[Collected data entries]
::::::::::

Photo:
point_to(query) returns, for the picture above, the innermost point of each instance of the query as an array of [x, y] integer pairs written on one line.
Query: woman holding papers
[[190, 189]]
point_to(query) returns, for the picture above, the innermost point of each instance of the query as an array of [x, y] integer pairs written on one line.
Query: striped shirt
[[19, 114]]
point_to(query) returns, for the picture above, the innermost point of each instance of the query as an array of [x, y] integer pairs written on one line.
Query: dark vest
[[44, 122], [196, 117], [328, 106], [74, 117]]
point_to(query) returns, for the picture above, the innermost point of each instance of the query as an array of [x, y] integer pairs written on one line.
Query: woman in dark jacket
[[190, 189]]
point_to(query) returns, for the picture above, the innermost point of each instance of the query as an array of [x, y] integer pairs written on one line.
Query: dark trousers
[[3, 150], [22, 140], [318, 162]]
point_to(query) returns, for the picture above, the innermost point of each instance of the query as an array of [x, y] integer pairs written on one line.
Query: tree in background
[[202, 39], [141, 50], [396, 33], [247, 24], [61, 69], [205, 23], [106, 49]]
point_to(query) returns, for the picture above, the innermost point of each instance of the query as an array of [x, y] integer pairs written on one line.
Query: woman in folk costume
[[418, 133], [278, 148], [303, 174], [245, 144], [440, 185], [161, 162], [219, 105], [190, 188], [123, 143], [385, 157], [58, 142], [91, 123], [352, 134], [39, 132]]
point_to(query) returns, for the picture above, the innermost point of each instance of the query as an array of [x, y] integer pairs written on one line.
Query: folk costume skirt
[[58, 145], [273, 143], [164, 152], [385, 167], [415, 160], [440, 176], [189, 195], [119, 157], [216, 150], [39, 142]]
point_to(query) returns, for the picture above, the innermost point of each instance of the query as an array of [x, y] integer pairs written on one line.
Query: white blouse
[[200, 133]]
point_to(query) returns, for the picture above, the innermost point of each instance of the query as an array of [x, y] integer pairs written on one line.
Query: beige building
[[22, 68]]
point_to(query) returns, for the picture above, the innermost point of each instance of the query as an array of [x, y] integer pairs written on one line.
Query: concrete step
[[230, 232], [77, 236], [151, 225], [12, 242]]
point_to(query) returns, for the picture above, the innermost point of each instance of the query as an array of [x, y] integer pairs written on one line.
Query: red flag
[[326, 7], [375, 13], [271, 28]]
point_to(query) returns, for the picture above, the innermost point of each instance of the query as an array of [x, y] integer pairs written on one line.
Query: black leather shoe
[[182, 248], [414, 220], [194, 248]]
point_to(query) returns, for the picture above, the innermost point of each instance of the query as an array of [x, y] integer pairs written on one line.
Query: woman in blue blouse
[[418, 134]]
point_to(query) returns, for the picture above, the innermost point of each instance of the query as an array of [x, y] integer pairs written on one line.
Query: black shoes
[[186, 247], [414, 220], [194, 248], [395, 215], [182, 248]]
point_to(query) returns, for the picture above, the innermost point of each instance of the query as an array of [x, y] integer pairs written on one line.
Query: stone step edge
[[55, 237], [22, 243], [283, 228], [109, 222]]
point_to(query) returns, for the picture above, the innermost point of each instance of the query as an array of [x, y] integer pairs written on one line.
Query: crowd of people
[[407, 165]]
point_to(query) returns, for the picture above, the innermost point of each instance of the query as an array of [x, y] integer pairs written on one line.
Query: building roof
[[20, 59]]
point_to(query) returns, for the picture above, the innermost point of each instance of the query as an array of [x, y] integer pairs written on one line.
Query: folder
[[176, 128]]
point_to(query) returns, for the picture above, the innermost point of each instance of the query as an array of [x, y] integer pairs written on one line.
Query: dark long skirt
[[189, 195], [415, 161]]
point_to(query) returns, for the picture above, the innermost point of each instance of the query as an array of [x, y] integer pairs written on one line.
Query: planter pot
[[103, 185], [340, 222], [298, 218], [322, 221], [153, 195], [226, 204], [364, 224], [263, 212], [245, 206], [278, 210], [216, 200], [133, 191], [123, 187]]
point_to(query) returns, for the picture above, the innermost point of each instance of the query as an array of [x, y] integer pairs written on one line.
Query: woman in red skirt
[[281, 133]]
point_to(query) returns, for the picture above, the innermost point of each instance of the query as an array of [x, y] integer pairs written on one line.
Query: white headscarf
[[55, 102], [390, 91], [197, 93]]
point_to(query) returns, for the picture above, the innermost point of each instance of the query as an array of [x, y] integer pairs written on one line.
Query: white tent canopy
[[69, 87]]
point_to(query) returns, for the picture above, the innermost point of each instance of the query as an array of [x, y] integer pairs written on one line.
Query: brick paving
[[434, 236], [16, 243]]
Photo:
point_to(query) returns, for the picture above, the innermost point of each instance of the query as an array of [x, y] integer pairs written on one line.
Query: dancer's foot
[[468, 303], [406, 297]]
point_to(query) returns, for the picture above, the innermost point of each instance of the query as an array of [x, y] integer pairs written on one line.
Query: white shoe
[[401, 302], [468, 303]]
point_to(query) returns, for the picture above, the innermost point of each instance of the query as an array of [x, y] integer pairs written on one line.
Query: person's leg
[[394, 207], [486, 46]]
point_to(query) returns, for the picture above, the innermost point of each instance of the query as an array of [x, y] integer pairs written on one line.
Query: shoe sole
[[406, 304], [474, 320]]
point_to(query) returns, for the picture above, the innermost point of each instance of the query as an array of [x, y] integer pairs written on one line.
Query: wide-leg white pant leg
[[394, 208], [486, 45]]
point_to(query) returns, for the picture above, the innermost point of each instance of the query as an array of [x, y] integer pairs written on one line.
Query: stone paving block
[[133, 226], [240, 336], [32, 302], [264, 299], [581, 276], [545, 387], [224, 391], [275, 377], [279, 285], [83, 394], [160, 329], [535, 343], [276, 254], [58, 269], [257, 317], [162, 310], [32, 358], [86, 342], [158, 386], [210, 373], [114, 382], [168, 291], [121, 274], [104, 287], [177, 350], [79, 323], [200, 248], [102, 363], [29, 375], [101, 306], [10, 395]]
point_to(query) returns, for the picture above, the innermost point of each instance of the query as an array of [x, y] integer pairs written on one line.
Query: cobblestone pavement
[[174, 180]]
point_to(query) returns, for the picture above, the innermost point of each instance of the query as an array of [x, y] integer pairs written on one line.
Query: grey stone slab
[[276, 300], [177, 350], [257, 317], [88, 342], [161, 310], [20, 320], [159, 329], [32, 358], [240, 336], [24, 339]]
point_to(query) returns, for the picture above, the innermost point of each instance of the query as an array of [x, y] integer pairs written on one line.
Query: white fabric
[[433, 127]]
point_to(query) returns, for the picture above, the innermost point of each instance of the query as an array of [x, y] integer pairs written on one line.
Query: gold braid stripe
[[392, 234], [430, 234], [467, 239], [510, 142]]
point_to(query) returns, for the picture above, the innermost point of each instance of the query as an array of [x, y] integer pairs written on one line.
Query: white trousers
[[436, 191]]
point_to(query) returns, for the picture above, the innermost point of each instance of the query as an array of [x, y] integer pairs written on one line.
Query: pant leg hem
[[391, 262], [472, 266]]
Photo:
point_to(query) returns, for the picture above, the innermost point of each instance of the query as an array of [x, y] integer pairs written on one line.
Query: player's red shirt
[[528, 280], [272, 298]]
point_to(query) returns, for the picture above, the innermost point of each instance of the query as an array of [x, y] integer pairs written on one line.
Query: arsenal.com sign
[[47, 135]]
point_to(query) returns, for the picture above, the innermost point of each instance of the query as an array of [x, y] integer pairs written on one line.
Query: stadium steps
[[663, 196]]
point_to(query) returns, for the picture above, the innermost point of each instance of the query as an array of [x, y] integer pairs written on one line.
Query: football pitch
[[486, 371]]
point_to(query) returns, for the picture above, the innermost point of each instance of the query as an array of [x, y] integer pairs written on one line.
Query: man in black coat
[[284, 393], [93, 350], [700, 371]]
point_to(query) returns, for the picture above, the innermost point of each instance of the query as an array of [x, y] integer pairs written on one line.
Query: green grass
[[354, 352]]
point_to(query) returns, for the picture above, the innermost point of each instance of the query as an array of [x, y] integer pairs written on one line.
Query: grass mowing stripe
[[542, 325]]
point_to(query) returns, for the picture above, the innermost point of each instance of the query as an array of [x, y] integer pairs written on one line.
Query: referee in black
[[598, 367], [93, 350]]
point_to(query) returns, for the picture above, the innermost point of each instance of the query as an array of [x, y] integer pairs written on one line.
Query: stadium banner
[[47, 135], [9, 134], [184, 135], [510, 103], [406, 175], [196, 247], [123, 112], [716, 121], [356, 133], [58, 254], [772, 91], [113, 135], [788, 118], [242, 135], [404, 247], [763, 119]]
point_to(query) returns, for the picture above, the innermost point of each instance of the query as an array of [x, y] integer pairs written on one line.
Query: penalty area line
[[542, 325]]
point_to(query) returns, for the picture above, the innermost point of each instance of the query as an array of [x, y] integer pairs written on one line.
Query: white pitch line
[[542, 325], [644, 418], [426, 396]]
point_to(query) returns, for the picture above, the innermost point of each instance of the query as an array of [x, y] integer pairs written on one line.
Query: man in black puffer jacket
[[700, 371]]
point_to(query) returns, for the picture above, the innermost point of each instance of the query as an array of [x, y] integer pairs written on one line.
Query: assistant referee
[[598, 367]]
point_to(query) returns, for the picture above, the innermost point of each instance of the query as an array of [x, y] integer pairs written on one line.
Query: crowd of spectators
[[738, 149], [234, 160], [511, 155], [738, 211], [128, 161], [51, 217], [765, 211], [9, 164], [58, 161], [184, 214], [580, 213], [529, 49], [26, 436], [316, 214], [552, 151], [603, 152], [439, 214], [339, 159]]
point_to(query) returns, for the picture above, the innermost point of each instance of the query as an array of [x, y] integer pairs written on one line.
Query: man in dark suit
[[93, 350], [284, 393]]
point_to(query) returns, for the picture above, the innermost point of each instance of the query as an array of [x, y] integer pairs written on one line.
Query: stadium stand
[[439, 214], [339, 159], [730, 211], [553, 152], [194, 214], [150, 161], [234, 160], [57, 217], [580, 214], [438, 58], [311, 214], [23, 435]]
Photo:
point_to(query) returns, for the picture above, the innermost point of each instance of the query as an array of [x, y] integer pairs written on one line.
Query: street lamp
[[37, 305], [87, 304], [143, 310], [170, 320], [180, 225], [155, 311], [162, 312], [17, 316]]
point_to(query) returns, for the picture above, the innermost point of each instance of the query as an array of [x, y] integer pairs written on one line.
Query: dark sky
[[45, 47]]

::::::::::

**PROBLEM DESCRIPTION**.
Beginning at the line that holds "Query: stadium stand", copy every line through the end of the entries exactly as given, and only those lines.

**PROBLEM SOLUTION**.
Query: stadium stand
[[439, 214], [339, 159], [730, 211], [553, 152], [194, 214], [150, 161], [234, 160], [57, 217], [580, 214], [438, 58], [311, 214], [23, 435]]
Photo:
point_to(query) returns, for the picture above, the innermost point of each instance of the query as an array of [x, y] integer pairs written on one line.
Query: street lamp
[[37, 305], [87, 304], [143, 310], [170, 320], [180, 225], [155, 311], [162, 312], [17, 316]]
point_to(query) returns, for the picture above, the innermost point of each instance of the query as an array of [x, y] integer pairs written on one line.
Query: dark sky
[[45, 47]]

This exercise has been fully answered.